(Entries from a data source)
☆ ☆ ☆ ☆

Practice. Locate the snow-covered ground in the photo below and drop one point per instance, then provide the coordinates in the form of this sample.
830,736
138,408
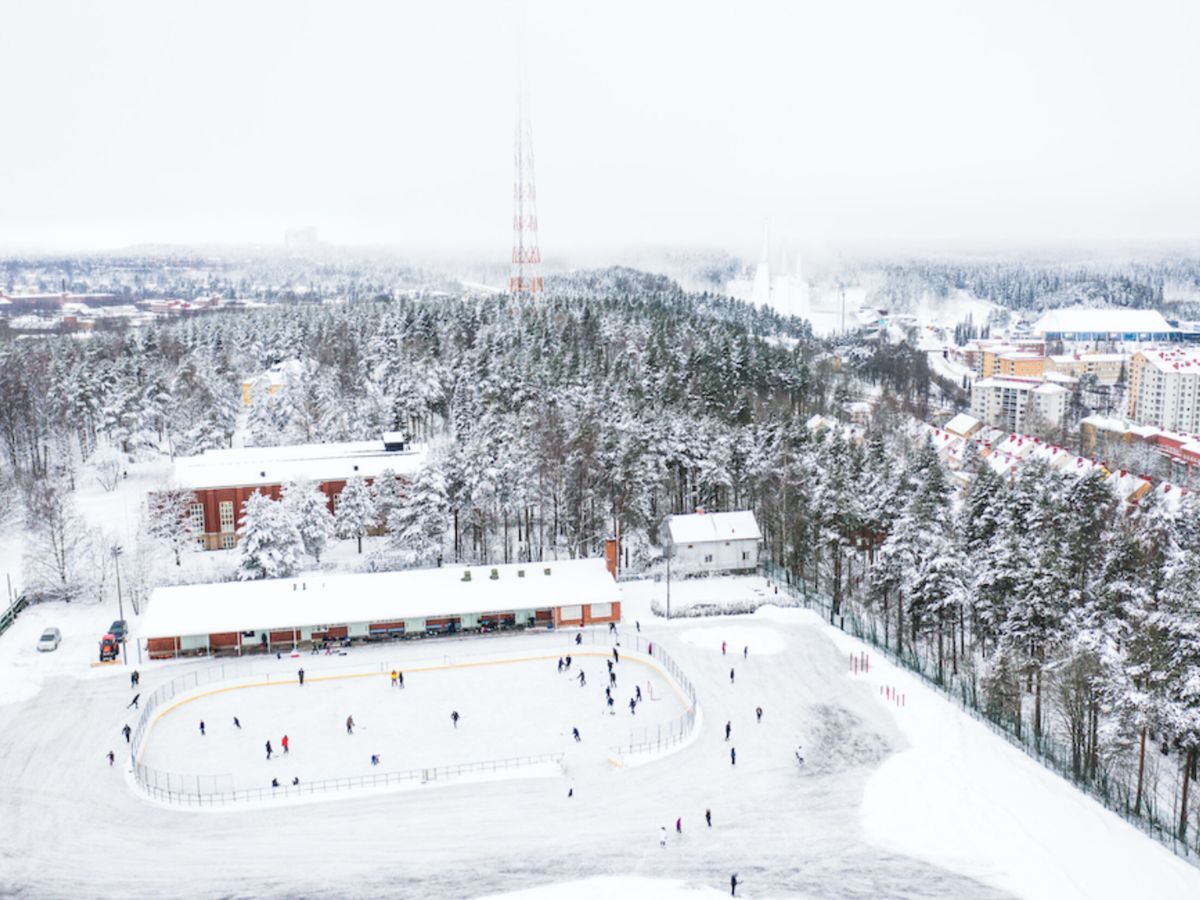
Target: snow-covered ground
913,801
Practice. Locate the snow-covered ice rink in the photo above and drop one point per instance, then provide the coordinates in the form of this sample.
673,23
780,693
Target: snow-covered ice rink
509,706
913,802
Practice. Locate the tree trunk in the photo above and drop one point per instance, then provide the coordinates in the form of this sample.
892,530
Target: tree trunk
1141,771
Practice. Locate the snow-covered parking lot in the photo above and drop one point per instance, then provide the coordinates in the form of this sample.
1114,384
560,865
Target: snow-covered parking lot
892,802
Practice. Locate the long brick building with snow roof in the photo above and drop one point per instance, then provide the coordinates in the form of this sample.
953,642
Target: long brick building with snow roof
223,479
286,613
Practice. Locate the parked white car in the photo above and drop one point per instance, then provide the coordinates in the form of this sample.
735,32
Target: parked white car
49,640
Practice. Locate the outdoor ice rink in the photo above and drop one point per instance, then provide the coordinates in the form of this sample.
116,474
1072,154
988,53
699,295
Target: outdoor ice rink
510,705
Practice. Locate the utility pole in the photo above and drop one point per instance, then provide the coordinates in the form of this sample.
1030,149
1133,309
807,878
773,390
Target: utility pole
120,604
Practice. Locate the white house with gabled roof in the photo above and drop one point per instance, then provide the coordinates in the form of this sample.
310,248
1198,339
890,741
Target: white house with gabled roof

☆ ☆ ☆ ☆

Copy every line of the material above word for word, leaving the picture out.

Practice. Locate the snow-covered ground in the photo below and drop one point per instance, then provide the coordinates in the form of this sample.
830,736
138,408
Target: snow-covered ground
913,801
Practice. Locate the snow-covered ice rink in the photo above and drop one point per instance, then provide the coordinates in the form of this sample.
673,23
780,693
Target: snow-covered ice rink
509,706
913,802
Practice. Locate the tree trunk in the photo above and drop one point per instance, then provide the coordinates in the form of this sample.
892,530
Target: tree trunk
1141,771
Practice. Locate the snow-covered parking lot in the photo above and drop one point per instance, then provide the coordinates in the form of this sample.
1114,384
560,865
Target: snow-covered parking lot
892,802
Practice. Locate the long brick building with snow roof in the photo above and drop one point per instance, then provide the coordinates in the form of this sample.
953,642
Target: long brick building with snow roof
223,479
286,613
Practice. Locate the parked white car in the photo above and drop one point per instance, then provide the coordinates in the form of this sample.
735,32
Target: parked white car
49,640
Practice. Locate the outdoor ice rink in the photo above and drop one point per instance, then provide the coordinates in the form of this sample.
116,474
1072,154
988,53
699,295
Target: outdoor ice rink
510,705
Practice. Locate the utility pole in the photo above and drop one point per instance, then provide the coordinates in the form of this sample.
1030,149
1133,309
807,878
773,390
Target: utility pole
120,604
Practice. Locate the white house with gabled roof in the photo above and drop one point per instance, then provide the coordinates in the form of this sample.
310,248
1198,339
890,741
Target: white house with gabled roof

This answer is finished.